## Exercise details
Reproduce the listing below verbatim, preserving every line without alteration.
:: Given records
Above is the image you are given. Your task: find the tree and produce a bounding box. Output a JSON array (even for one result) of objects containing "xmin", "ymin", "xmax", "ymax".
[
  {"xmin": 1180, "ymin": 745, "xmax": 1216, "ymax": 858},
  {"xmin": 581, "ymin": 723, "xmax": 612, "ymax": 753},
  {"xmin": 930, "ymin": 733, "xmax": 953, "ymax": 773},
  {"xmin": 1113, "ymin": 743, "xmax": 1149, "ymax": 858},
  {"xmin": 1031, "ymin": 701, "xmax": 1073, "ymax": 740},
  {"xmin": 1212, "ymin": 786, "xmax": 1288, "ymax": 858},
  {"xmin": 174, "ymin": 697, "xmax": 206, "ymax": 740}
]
::::
## Correct result
Above is the image you are given. Your task: find the tree and produce a bounding box. Output a JSON array (even for one result) of objects containing "xmin", "ymin", "xmax", "ymax".
[
  {"xmin": 1180, "ymin": 745, "xmax": 1216, "ymax": 858},
  {"xmin": 581, "ymin": 723, "xmax": 612, "ymax": 753},
  {"xmin": 930, "ymin": 733, "xmax": 953, "ymax": 773},
  {"xmin": 1113, "ymin": 743, "xmax": 1149, "ymax": 858},
  {"xmin": 1031, "ymin": 701, "xmax": 1073, "ymax": 740},
  {"xmin": 1212, "ymin": 786, "xmax": 1288, "ymax": 858},
  {"xmin": 174, "ymin": 697, "xmax": 206, "ymax": 740}
]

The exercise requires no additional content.